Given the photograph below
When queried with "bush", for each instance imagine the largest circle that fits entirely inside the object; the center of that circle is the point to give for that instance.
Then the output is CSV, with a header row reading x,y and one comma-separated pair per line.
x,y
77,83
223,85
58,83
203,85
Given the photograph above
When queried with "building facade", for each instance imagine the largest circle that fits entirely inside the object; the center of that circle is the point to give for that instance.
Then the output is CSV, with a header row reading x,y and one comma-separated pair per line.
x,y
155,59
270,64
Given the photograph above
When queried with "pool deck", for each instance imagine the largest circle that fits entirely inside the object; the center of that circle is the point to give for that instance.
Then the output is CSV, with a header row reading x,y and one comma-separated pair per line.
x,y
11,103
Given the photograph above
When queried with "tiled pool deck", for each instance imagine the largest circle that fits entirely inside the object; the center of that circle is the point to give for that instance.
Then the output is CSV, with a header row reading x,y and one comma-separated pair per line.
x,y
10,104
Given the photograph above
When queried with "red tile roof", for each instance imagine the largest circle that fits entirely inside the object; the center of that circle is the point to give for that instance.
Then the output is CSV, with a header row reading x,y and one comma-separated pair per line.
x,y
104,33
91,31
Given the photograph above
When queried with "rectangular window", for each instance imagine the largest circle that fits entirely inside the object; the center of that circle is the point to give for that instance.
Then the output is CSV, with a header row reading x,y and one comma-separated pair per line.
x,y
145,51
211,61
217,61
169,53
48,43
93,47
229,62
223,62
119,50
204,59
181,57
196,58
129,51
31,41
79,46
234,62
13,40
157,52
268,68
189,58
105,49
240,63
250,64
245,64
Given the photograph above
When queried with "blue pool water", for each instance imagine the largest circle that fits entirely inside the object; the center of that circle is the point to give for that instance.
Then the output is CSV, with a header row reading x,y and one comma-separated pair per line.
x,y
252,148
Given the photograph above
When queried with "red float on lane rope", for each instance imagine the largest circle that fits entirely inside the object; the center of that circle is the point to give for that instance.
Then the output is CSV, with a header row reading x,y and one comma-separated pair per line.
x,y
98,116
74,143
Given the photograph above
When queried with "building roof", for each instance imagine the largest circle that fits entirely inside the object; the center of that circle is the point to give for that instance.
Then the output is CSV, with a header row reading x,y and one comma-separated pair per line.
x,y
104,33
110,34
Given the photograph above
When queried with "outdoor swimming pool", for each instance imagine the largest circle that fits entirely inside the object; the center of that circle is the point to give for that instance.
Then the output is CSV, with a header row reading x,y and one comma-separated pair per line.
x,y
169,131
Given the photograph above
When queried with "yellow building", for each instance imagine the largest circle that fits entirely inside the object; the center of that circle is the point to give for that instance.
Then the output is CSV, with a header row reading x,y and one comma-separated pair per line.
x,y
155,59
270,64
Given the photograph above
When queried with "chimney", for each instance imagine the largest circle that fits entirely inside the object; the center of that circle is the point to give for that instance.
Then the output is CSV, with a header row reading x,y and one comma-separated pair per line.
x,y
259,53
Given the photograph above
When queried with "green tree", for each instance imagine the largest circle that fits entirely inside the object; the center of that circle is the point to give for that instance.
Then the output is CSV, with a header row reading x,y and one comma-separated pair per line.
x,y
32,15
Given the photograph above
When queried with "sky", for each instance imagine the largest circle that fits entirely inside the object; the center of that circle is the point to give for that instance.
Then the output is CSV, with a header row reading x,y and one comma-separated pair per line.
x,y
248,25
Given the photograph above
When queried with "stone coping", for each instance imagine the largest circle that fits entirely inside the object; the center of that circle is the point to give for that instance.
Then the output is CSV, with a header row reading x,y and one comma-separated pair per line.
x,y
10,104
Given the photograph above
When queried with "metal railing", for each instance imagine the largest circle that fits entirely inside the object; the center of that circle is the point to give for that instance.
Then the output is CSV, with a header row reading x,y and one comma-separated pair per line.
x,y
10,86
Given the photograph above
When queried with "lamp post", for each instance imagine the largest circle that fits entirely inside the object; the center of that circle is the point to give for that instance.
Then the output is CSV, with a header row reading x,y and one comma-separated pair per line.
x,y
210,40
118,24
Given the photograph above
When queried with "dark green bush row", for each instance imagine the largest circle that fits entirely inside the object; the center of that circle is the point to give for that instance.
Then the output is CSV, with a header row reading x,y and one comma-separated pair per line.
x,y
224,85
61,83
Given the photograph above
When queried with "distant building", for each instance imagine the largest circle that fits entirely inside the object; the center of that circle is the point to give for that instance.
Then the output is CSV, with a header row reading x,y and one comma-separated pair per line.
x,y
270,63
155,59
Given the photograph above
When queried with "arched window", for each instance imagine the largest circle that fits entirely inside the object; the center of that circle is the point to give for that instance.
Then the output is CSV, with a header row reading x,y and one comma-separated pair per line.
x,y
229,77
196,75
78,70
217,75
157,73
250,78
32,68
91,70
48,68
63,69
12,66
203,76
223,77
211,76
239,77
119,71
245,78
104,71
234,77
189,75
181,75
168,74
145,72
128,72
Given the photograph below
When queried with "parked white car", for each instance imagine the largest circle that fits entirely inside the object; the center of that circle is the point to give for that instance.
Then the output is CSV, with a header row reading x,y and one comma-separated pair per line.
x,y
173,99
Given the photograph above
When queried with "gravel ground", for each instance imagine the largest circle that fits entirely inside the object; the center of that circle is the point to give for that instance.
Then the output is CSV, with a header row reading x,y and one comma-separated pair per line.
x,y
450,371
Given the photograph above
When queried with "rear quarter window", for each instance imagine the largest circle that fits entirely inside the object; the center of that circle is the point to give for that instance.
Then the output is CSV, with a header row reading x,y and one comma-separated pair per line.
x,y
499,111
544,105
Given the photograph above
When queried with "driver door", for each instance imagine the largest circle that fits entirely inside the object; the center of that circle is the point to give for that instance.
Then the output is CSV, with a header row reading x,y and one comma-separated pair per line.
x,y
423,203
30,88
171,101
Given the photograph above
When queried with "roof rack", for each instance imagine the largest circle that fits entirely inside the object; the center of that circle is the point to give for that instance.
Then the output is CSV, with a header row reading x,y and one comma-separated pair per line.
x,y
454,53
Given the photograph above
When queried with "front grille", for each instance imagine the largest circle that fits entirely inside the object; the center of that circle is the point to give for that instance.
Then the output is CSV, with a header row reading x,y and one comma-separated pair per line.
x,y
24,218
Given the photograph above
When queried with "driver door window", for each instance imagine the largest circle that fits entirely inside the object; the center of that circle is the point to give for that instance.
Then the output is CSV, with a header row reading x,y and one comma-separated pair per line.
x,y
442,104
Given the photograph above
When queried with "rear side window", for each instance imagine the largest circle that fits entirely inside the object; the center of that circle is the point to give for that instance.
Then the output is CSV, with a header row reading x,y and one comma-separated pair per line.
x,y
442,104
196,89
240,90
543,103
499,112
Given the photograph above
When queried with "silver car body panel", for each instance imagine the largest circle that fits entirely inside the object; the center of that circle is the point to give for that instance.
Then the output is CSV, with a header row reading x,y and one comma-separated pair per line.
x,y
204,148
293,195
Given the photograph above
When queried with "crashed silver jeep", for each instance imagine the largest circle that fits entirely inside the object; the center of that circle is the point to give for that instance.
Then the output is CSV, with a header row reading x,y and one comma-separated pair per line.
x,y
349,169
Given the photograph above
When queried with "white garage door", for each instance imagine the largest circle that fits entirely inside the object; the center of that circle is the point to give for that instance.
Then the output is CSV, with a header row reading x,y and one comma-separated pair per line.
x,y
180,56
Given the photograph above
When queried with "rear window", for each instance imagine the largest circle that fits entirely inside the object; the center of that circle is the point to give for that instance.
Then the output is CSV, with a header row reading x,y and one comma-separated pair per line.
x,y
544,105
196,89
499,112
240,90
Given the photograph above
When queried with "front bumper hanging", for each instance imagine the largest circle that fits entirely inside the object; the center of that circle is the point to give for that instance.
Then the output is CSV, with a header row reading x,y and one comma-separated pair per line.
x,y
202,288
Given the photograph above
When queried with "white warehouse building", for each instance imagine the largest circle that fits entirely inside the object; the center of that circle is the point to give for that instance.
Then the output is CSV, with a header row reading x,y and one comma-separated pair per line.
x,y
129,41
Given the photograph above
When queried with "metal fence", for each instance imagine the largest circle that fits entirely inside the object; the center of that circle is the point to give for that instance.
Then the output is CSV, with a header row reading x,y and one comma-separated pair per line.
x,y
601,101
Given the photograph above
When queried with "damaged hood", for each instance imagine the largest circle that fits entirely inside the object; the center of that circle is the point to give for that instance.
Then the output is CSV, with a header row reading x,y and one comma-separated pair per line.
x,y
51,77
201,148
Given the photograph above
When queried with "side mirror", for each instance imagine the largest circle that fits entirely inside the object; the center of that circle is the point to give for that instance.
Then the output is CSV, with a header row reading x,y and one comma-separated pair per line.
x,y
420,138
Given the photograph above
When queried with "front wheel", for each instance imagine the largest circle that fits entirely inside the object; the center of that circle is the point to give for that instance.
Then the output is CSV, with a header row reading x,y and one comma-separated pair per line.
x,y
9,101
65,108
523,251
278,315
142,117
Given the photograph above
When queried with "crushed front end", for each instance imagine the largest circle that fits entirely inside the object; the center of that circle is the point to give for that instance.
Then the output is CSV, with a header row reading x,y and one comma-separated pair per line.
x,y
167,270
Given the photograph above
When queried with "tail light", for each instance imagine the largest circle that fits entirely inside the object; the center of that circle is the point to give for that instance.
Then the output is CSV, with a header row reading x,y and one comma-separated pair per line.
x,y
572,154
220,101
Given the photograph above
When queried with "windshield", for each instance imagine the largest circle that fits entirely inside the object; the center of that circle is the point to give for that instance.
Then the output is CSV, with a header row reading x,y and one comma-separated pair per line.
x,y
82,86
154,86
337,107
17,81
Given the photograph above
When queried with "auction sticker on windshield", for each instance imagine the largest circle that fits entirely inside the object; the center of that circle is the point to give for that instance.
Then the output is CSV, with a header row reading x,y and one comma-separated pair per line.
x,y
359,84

-------------------------

WORK TO COMPLETE. Lines that contain "roof" should be pulled from the entries above and reported.

TASK OUTPUT.
When queried with "red tile roof", for each instance imagine the largest circle that fits entirely inside the object; the center of that circle is the point to give for that instance.
When queried with "building roof", for each instance imagine the largest circle that fits entirely inside the object; the center of that circle is the point to give for that instance.
When queried with "roof rack", for each instance imagine the largest circle that fits entirely inside the object; the center of that circle is the point to give for that instance.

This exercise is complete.